Quantification in free theorems (Was: [Haskell-cafe] Exercise in point free-style)

Janis Voigtlaender voigt at tcs.inf.tu-dresden.de
Mon Sep 4 04:21:43 EDT 2006


ajb at spamcop.net wrote:
> G'day all.
> 
> Quoting Donald Bruce Stewart <dons at cse.unsw.edu.au>:
> 
> 
>>Get some free theorems:
>>    lambdabot> free f :: (b -> b) -> [b] -> [b]
>>    f . g = h . f => map f . f g = f h . map f
> 
> 
> I finally got around to fixing the name clash bug.  It now reports:
> 
>     g . h = k . g => map g . f h = f k . map g
> 
> Get your free theorems from:
> 
>     http://andrew.bromage.org/darcs/freetheorems/

I find the omission of quantifications in the produced theorems
problematic. It certainly makes the output more readable in some cases,
as in the example above. But consider the following type:

   filter :: (a -> Bool) -> [a] -> [a]

For this, you produce the following theorem:

   g x = h (f x)
   =>
   $map f . filter g = filter h . $map f

Lacking any information about the scope of free variables, the only
reasonable assumption is that they are all implicitly forall-quantified
at the outermost level (as for types in Haskell). But then the above
theorem is wrong. Consider:

   g = const False
   x = 0
   h = even
   f = (+1)

◆ Complete the following:
**1)** Answer these about the free theorems post, please:
(a) What type is given to f in the lambdabot command quoted from Donald Bruce Stewart?
(b) Which bug did ajb finally get around to fixing?
(c) Lacking information about the scope of free variables, what does the post call the only reasonable assumption about them?
**2)** Extend the free theorems post, picking up right after the last line shown.

◆ Extracted entries:

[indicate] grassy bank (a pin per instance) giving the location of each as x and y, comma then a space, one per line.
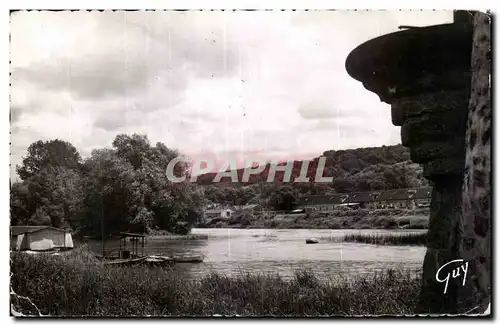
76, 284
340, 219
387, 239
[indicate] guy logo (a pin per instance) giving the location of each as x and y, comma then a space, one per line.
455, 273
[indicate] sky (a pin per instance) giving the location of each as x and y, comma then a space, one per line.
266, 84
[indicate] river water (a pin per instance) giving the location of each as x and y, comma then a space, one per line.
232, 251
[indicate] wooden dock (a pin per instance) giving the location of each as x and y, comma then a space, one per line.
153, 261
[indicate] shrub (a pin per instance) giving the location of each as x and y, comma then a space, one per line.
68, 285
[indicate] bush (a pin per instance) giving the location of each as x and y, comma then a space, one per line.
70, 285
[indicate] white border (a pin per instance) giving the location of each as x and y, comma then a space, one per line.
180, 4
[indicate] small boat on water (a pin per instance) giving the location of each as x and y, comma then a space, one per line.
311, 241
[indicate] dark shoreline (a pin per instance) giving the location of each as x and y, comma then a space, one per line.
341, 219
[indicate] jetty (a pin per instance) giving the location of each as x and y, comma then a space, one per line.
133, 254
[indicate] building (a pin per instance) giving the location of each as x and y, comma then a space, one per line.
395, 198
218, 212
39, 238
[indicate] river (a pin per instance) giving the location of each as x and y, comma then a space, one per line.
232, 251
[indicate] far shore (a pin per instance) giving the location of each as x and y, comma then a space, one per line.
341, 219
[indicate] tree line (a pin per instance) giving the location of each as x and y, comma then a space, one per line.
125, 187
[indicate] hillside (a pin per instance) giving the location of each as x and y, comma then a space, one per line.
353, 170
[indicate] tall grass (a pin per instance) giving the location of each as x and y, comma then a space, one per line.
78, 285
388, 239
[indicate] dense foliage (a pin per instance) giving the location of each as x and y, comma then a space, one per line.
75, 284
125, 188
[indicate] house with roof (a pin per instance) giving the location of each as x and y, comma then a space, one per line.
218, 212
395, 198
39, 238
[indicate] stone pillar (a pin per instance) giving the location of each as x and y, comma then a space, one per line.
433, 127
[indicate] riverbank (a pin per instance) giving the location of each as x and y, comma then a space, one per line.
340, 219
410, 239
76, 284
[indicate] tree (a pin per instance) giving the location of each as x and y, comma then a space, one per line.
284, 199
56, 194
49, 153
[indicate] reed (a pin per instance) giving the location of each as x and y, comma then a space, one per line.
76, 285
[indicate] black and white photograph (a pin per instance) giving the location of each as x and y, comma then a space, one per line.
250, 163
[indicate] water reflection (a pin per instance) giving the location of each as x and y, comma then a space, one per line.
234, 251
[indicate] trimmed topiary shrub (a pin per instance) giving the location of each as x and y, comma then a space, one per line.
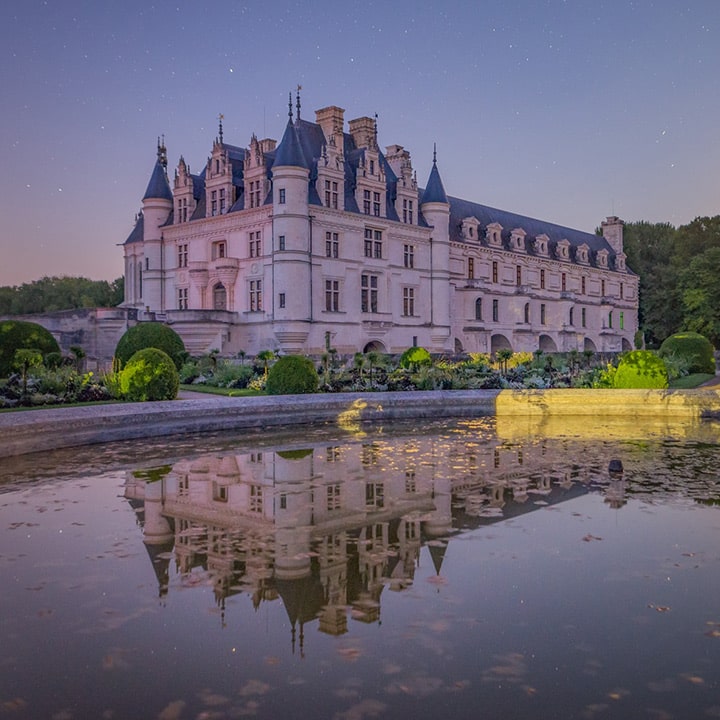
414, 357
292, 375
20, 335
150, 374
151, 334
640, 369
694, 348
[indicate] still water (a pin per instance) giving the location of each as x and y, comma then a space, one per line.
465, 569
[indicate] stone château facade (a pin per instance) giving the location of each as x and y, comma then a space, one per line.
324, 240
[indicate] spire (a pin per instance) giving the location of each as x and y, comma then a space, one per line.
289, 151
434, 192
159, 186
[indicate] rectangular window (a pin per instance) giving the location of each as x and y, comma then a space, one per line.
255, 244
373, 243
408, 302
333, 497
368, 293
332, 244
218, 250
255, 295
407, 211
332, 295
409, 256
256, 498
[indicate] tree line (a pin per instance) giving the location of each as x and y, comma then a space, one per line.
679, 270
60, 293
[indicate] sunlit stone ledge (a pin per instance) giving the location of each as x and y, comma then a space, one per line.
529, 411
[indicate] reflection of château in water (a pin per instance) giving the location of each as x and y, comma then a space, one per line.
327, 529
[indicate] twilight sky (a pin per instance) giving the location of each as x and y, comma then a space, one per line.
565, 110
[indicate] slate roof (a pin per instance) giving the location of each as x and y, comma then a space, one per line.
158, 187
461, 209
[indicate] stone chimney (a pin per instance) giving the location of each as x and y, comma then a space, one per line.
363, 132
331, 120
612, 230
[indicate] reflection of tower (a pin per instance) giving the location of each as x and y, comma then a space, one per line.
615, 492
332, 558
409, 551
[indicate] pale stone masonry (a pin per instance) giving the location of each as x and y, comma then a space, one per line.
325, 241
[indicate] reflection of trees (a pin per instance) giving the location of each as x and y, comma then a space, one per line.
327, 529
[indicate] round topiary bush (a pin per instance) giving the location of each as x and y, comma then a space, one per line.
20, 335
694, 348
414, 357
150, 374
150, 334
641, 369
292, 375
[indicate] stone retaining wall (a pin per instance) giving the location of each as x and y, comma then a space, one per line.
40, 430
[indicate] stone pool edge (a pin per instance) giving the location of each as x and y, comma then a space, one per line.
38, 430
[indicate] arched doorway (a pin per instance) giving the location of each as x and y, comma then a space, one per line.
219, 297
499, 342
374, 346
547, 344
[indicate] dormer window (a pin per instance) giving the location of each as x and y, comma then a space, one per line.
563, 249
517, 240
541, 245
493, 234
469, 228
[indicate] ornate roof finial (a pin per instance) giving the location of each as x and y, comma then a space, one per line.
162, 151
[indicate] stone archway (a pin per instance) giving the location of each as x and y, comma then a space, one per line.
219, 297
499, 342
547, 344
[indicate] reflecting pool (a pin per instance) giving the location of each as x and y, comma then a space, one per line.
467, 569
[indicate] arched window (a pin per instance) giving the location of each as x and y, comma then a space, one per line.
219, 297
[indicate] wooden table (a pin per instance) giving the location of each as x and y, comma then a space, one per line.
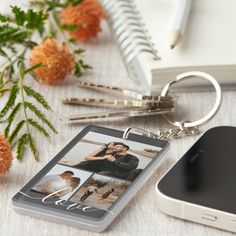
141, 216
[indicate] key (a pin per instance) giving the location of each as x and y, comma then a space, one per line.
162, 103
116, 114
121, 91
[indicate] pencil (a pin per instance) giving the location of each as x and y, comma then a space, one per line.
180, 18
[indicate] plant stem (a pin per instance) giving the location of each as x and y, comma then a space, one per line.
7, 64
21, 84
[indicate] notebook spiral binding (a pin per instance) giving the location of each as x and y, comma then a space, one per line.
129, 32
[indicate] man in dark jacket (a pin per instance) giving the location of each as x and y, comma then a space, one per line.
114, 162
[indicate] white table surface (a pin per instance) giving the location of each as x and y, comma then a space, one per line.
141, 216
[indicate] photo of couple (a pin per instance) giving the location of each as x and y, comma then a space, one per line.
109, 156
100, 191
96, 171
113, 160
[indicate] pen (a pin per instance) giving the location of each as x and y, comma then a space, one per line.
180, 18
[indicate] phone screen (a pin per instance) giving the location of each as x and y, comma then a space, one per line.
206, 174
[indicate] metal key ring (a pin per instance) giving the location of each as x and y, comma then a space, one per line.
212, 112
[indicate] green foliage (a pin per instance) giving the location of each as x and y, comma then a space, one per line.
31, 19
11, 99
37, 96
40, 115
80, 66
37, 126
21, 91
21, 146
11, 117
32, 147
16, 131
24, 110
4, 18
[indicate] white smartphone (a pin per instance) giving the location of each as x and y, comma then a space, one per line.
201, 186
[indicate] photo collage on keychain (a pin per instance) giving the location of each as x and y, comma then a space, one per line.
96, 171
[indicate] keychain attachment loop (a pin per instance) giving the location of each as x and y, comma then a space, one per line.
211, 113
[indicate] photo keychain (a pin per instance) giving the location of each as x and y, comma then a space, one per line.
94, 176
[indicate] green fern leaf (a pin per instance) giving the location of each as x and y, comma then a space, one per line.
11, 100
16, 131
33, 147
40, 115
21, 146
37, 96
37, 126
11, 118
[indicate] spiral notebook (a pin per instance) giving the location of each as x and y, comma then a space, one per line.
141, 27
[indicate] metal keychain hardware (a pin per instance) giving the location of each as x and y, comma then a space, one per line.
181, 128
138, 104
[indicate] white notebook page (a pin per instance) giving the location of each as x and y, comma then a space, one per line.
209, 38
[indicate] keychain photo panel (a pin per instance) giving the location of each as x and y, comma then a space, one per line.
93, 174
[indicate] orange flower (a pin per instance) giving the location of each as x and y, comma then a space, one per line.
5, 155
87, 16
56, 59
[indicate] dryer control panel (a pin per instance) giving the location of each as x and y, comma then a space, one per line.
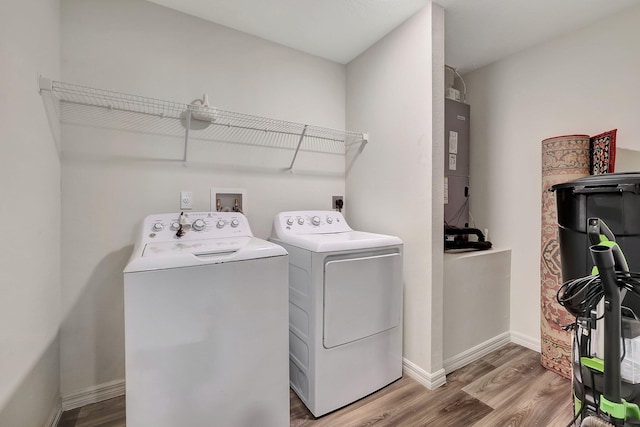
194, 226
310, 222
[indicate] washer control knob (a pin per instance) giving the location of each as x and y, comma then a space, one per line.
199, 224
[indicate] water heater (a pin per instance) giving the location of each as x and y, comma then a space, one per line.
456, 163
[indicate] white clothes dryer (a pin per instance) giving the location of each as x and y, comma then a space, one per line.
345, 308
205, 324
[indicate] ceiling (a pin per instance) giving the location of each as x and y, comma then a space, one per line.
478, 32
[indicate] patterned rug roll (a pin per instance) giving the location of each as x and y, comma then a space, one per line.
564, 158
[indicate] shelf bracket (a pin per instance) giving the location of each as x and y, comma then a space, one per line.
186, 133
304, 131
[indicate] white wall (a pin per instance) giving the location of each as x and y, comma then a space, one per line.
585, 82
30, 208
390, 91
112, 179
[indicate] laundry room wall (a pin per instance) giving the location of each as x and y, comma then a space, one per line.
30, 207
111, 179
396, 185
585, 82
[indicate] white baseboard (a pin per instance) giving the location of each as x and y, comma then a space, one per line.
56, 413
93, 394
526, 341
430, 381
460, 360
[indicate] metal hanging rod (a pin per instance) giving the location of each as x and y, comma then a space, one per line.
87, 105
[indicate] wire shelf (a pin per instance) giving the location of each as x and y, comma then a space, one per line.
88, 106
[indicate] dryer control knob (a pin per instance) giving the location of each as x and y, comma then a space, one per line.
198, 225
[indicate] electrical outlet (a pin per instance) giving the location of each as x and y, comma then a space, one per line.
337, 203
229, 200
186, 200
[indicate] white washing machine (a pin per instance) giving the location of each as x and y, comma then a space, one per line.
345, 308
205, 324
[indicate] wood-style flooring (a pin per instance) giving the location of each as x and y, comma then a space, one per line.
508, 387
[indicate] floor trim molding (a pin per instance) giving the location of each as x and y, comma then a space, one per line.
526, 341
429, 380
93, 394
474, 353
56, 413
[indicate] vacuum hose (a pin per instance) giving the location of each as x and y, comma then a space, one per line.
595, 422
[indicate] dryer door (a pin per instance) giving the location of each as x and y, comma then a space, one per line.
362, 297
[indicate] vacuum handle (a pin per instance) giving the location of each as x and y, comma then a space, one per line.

◆ Answers per task:
**1)**
(a) (b -> b) -> [b] -> [b]
(b) The name clash bug.
(c) That they are all implicitly forall-quantified at the outermost level, as for types in Haskell.

**2)**
Clearly, for these choices the precondition g x = h (f x) is fulfilled,
since (const False) 0 = False = even ((+1) 0). But the conclusion is not
fulfilled, because with Haskell's standard filter-function we have, for
example:

   map f (filter g [1]) = [] /= [2] = filter h (map f [1])

The correct free theorem, as produced by the online tool at

   http://haskell.as9x.info/ft.html

(and after renaming variables to agree with your output) is as follows:

forall T1,T2 in TYPES. forall f :: T1 -> T2.
   forall g :: T1 -> Bool.
     forall h :: T2 -> Bool.
       (forall x :: T1.
          g x = h (f x))
       ==> forall xs :: [T1].
             map f (filter g xs) = filter h (map f xs)

The essential difference is, of course, that the x is (and must be)
locally quantified here, not globally. That is not reflected in the
other version above.

Ciao, Janis.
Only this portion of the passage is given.